[Text for analysis Boundary: Start]

[Question] What’s actually going on in the “mind” of the model when we fine-tune GPT-3 to InstructGPT?

I posted in the open thread and was told that it would be worth promoting to top level.

cubefox responded with a link to an great explanation of how the fine-tuning is done, which made me realize that my original question was unclear, so I’m going to try to clarify.

The fundamental behavior of GPT-3 is token prediction, which can straightforwardly be leveraged into text completion; in contrast, the fundamental behavior of InstructGPT is instruction following. Instruction following is a new capability that uses the knowledge from the token prediction task to produce output as well as to understand input; how does that capability develop?

Some plausible experiments related to the question:

  • Follow a similar methodology to fine-tune a predictive model for instruction following, checkpointing along the way; for 100 (or even more) novel instruction prompts, see how the different checkpoints respond (in particular, how often they do completion vs instruction following).

  • Given a prompt P, which produces completion C when fed into the fine-tuned model, try to find a prompt P' that produces C when fed into the original model.

  • Fine-tune twice with the same data and reward model, but in a different order; presumably the models will have different weights, but can we find prompts that give widely diverging results? If we have two checkpoint histories, at which point does the behavior diverge?

[Text for analysis Boundary: End]
[Supplied material Boundary: Start]

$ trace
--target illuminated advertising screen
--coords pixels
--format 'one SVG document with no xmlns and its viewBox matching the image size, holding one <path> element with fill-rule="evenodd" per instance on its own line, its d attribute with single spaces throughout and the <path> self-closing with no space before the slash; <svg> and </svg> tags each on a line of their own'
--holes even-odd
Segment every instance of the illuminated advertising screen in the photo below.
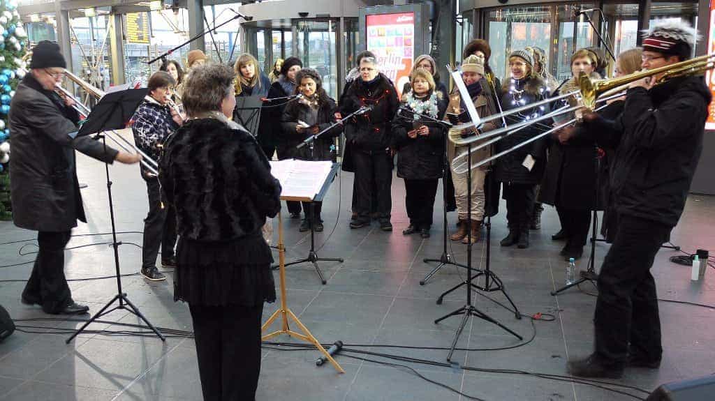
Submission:
<svg viewBox="0 0 715 401">
<path fill-rule="evenodd" d="M 715 51 L 715 0 L 710 1 L 710 25 L 708 28 L 708 54 Z M 715 98 L 715 73 L 712 70 L 708 70 L 705 74 L 710 93 Z M 708 107 L 708 121 L 705 123 L 705 129 L 715 130 L 715 101 L 710 103 Z"/>
<path fill-rule="evenodd" d="M 365 25 L 367 49 L 378 57 L 380 72 L 392 80 L 402 96 L 415 57 L 415 13 L 368 15 Z"/>
</svg>

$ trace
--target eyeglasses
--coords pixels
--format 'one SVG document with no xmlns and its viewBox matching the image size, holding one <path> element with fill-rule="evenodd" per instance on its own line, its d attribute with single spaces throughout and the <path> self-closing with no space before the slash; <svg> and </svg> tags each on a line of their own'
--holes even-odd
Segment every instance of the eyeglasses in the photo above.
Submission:
<svg viewBox="0 0 715 401">
<path fill-rule="evenodd" d="M 57 79 L 58 78 L 64 78 L 64 71 L 60 72 L 51 72 L 51 71 L 45 68 L 45 73 L 52 77 L 52 79 Z"/>
</svg>

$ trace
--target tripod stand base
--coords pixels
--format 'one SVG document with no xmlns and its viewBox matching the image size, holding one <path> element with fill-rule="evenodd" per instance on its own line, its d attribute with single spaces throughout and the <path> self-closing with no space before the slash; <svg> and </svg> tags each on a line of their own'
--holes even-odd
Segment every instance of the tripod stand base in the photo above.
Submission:
<svg viewBox="0 0 715 401">
<path fill-rule="evenodd" d="M 451 318 L 452 316 L 456 316 L 458 315 L 463 315 L 462 321 L 460 323 L 459 327 L 457 328 L 457 333 L 455 333 L 454 340 L 452 340 L 452 346 L 450 347 L 449 353 L 447 355 L 448 361 L 451 362 L 452 355 L 454 353 L 455 348 L 457 347 L 457 342 L 459 340 L 459 336 L 462 334 L 462 332 L 464 330 L 464 327 L 467 325 L 467 320 L 469 320 L 469 318 L 470 316 L 475 316 L 483 320 L 486 320 L 490 323 L 494 323 L 495 325 L 499 326 L 500 328 L 508 332 L 510 334 L 513 335 L 514 337 L 516 337 L 520 340 L 523 340 L 523 337 L 521 337 L 521 335 L 513 331 L 509 328 L 505 326 L 504 325 L 502 325 L 498 321 L 495 320 L 491 316 L 489 316 L 486 313 L 484 313 L 481 310 L 479 310 L 476 308 L 474 308 L 473 306 L 468 304 L 463 306 L 462 308 L 460 308 L 459 309 L 455 310 L 454 312 L 451 312 L 440 318 L 439 319 L 437 319 L 436 320 L 435 320 L 435 324 L 436 325 L 448 318 Z"/>
<path fill-rule="evenodd" d="M 425 276 L 425 278 L 423 278 L 422 280 L 420 280 L 420 285 L 424 285 L 425 283 L 427 283 L 428 280 L 432 278 L 432 276 L 435 275 L 435 274 L 437 273 L 437 272 L 438 272 L 440 269 L 446 266 L 447 265 L 452 265 L 453 266 L 459 266 L 460 268 L 467 268 L 466 265 L 453 261 L 452 255 L 447 252 L 443 252 L 439 259 L 430 259 L 428 258 L 425 258 L 425 259 L 423 259 L 423 261 L 425 263 L 438 262 L 439 265 L 437 265 L 437 267 L 432 269 L 432 271 L 430 271 L 430 273 L 427 273 L 427 275 Z"/>
<path fill-rule="evenodd" d="M 119 302 L 119 305 L 107 310 L 109 306 L 111 306 L 112 304 L 114 303 L 114 301 L 117 300 Z M 154 325 L 152 325 L 152 323 L 147 320 L 147 318 L 145 318 L 144 315 L 142 315 L 142 313 L 139 311 L 139 309 L 136 306 L 134 306 L 131 301 L 129 301 L 129 298 L 127 298 L 127 294 L 122 293 L 121 294 L 117 294 L 116 295 L 114 295 L 114 298 L 112 298 L 111 301 L 107 303 L 107 304 L 105 305 L 104 308 L 100 309 L 99 311 L 97 312 L 96 314 L 94 314 L 94 316 L 90 318 L 89 320 L 85 322 L 85 323 L 82 325 L 82 327 L 79 328 L 79 330 L 74 332 L 74 334 L 70 336 L 70 337 L 68 338 L 66 340 L 65 340 L 64 342 L 66 344 L 69 344 L 69 342 L 72 342 L 72 340 L 74 340 L 74 337 L 77 336 L 77 335 L 82 333 L 82 331 L 84 331 L 84 329 L 87 328 L 87 327 L 89 326 L 90 323 L 94 322 L 94 320 L 97 320 L 97 319 L 102 318 L 104 315 L 107 315 L 108 313 L 114 312 L 114 310 L 117 310 L 117 309 L 124 309 L 124 310 L 127 310 L 130 313 L 132 313 L 134 315 L 139 317 L 139 319 L 142 319 L 142 320 L 144 321 L 144 323 L 147 326 L 149 326 L 149 328 L 152 329 L 152 331 L 153 331 L 159 338 L 162 339 L 162 341 L 167 340 L 167 339 L 164 338 L 164 335 L 162 335 L 162 333 L 159 333 L 158 330 L 157 330 L 157 328 L 154 327 Z"/>
<path fill-rule="evenodd" d="M 325 285 L 327 283 L 327 281 L 326 281 L 325 278 L 323 277 L 322 270 L 321 270 L 320 268 L 317 265 L 317 263 L 340 262 L 340 263 L 342 263 L 345 262 L 345 260 L 342 258 L 319 258 L 317 253 L 316 253 L 315 250 L 311 250 L 308 253 L 307 258 L 304 258 L 302 259 L 297 259 L 296 260 L 293 260 L 292 262 L 289 262 L 286 263 L 285 265 L 287 267 L 291 265 L 297 265 L 298 263 L 305 263 L 306 262 L 312 263 L 313 267 L 315 268 L 315 273 L 317 273 L 318 277 L 320 278 L 320 283 L 322 283 L 322 285 Z M 274 265 L 271 266 L 271 268 L 272 268 L 274 270 L 277 270 L 279 268 L 280 268 L 280 265 Z"/>
</svg>

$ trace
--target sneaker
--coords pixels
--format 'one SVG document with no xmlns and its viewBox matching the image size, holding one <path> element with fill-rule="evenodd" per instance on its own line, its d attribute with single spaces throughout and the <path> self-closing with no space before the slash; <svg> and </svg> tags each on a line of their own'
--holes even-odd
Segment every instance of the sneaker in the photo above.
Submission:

[Supplied material Boundary: End]

-- Problem description --
Answer these questions using the forum post on fine-tuning GPT-3 into InstructGPT:
1. What does the post name as the fundamental behavior of GPT-3?
2. How many novel instruction prompts does the first proposed experiment suggest testing the checkpoints on?
3. In the third proposed experiment, what differs between the two fine-tuning runs?

-- Response for this exercise --
1. Token prediction.
2. 100, or even more.
3. The order in which fine-tuning is done. The data and reward model stay the same.